─── Dataset extract
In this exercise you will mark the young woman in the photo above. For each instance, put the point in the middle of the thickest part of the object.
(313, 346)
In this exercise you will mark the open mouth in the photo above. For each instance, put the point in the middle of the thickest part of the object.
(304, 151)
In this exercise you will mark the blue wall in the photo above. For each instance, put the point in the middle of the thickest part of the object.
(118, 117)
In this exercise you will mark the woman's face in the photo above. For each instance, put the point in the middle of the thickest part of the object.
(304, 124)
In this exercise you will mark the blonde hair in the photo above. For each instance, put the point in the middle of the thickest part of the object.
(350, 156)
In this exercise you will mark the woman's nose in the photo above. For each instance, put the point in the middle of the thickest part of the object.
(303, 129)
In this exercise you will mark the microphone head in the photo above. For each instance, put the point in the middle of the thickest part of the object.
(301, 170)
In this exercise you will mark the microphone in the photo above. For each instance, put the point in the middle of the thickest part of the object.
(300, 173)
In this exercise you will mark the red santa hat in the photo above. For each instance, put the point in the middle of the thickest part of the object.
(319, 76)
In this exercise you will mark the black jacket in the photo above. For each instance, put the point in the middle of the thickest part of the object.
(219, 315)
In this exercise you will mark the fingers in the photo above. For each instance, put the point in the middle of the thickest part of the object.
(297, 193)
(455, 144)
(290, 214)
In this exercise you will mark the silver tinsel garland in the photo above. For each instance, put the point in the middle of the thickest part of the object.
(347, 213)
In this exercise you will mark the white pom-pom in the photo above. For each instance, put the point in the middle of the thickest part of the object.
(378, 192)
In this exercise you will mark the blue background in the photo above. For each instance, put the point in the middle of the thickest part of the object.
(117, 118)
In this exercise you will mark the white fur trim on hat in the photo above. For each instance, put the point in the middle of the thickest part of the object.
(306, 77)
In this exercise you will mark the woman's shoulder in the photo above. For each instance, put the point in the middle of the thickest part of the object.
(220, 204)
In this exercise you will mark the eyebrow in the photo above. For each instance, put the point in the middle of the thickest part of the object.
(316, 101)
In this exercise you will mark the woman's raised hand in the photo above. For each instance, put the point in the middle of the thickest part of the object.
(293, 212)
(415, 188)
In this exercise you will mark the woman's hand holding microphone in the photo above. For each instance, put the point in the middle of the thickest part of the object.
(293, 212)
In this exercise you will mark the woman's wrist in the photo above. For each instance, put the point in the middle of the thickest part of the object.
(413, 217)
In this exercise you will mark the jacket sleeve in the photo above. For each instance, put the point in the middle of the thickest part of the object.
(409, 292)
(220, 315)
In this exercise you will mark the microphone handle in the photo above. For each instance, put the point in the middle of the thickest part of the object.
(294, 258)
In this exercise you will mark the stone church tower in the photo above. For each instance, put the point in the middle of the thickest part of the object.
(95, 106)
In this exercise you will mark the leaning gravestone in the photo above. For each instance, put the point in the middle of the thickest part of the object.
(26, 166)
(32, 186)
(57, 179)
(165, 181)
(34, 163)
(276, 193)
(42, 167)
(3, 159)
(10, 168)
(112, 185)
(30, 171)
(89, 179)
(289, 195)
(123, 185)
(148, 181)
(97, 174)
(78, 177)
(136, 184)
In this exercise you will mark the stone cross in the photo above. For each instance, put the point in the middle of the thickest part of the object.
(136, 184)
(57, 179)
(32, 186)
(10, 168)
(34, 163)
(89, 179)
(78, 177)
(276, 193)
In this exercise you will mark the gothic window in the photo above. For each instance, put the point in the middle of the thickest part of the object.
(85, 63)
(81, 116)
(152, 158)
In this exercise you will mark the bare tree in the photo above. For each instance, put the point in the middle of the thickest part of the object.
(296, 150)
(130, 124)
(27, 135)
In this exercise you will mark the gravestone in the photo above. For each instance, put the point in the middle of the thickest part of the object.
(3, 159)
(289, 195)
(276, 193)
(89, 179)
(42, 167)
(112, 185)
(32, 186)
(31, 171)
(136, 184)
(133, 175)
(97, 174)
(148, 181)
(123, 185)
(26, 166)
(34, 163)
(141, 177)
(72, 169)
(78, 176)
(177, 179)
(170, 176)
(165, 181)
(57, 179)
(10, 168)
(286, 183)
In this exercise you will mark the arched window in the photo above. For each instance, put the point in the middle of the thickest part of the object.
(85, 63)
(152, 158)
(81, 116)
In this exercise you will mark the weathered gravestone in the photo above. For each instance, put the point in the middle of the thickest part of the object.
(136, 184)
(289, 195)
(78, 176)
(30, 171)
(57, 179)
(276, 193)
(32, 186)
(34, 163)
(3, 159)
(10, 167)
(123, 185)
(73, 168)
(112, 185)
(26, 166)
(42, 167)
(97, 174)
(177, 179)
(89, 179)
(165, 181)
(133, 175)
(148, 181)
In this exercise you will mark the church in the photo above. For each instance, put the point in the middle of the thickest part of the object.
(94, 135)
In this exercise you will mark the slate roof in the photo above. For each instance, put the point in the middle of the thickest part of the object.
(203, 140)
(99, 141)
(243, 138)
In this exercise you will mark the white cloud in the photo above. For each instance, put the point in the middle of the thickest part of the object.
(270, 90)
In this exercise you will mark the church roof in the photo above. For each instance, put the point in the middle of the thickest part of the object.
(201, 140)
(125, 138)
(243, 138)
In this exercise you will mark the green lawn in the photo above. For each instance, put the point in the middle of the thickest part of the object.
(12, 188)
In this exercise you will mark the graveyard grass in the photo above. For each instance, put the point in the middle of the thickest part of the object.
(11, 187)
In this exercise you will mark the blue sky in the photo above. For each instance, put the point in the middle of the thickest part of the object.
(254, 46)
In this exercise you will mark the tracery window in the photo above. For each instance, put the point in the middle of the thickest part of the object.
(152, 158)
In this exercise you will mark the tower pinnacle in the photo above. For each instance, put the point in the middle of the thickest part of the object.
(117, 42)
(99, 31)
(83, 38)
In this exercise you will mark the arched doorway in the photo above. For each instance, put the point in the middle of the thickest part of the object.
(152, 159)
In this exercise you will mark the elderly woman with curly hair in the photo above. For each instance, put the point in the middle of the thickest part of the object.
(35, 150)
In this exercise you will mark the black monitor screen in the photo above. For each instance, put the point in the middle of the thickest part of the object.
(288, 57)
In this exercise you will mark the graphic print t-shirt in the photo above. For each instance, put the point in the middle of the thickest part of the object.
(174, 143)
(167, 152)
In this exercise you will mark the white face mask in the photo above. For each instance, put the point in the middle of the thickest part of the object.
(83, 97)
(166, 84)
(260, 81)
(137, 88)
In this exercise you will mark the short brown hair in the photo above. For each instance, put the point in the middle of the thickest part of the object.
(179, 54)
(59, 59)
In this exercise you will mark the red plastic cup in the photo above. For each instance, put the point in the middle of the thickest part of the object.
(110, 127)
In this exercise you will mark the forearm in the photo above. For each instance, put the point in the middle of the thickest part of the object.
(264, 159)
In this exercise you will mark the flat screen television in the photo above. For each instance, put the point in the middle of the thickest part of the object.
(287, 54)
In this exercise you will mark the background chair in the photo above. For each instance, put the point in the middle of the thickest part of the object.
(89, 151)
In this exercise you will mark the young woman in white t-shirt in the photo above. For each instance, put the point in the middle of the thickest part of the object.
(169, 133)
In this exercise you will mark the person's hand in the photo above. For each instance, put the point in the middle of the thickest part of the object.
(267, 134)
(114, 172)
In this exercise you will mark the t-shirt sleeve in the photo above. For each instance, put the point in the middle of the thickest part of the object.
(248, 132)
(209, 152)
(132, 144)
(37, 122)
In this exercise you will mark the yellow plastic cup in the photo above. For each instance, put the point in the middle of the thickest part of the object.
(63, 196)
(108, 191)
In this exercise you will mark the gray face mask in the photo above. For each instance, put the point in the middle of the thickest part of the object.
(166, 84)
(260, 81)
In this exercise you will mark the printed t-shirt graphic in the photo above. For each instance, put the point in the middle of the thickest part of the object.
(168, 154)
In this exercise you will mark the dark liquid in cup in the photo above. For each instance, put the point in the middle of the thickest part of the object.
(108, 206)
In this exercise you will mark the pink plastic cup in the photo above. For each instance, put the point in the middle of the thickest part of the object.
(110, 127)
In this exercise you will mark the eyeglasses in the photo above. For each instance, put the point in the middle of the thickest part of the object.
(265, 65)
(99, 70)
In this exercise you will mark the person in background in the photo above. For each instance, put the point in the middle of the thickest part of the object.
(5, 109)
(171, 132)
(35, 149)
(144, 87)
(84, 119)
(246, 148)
──────
─── Dataset extract
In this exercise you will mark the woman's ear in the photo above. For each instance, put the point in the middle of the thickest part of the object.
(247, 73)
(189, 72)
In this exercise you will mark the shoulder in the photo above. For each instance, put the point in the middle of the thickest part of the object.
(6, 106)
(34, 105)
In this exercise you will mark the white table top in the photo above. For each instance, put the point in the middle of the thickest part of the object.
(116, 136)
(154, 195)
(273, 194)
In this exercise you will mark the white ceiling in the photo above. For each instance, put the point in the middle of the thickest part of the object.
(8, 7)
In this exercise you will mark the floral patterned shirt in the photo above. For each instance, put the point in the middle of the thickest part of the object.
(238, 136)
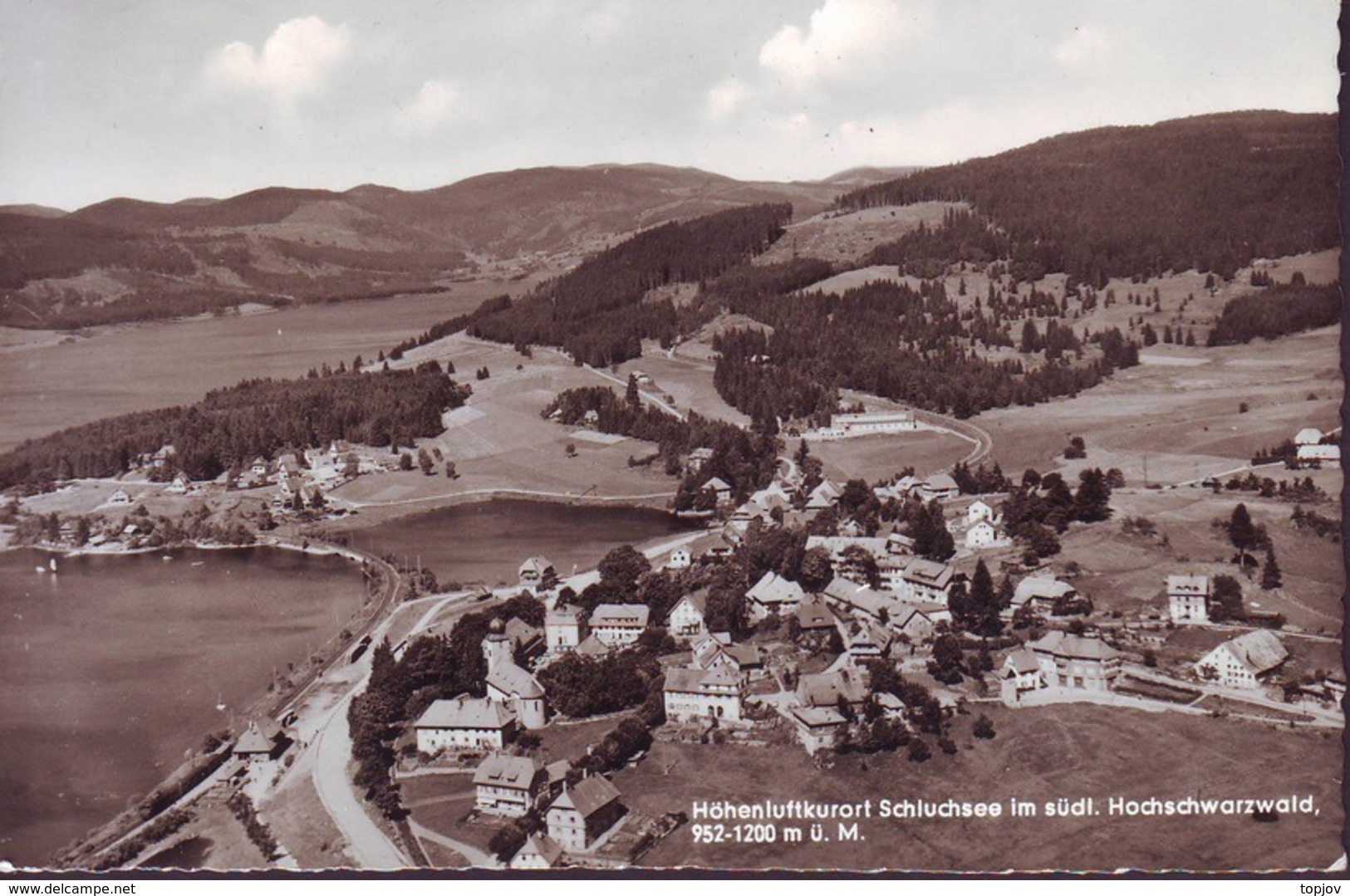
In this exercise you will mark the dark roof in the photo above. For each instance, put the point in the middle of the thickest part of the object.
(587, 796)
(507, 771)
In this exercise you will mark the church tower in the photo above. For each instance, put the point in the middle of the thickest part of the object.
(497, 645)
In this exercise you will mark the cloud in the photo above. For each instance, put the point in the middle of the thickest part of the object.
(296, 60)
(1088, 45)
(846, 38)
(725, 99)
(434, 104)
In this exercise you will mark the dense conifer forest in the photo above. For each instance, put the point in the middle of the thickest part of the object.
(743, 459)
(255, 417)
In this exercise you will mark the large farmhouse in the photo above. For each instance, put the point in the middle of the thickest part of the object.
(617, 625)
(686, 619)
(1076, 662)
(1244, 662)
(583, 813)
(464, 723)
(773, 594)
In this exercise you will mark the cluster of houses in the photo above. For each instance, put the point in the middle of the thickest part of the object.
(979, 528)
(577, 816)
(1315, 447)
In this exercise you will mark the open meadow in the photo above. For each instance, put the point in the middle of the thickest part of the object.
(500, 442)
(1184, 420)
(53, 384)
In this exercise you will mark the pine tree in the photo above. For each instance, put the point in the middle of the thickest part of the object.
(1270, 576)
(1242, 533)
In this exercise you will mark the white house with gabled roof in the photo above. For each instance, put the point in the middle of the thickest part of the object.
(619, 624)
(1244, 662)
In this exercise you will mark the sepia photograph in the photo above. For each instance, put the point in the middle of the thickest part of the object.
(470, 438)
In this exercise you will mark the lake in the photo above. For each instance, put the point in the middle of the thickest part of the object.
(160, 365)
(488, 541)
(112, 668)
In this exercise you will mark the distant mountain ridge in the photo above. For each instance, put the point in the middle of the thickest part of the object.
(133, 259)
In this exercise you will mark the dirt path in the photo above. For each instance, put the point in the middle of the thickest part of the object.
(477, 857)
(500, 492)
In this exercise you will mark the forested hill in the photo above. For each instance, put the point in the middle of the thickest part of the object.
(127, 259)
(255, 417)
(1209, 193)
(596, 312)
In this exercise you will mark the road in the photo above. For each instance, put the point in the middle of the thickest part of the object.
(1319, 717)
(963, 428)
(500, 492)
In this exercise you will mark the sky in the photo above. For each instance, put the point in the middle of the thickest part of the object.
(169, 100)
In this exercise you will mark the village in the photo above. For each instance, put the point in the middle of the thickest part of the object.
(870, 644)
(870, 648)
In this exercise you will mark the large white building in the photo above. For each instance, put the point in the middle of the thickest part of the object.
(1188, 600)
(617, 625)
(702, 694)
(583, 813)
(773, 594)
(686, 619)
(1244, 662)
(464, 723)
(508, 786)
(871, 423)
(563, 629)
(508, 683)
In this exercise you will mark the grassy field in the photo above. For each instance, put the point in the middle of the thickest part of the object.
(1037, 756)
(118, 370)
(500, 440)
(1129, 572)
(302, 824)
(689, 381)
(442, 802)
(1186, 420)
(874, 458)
──────
Pick out every line in the entries above that contains the word "face", and copy each of those lines.

• Worked answer:
In this exercise you will mark the woman's face in the photo above. For each instance, put the point in the middle of the thickest part of the object.
In this exercise you will mark the white face mask in the photo above. For each instance, put the point in the middle of the thickest part of the object.
In this exercise you will mark the gray face mask in the photo above. For each instance, put the point in the middle of the thickest part of the object.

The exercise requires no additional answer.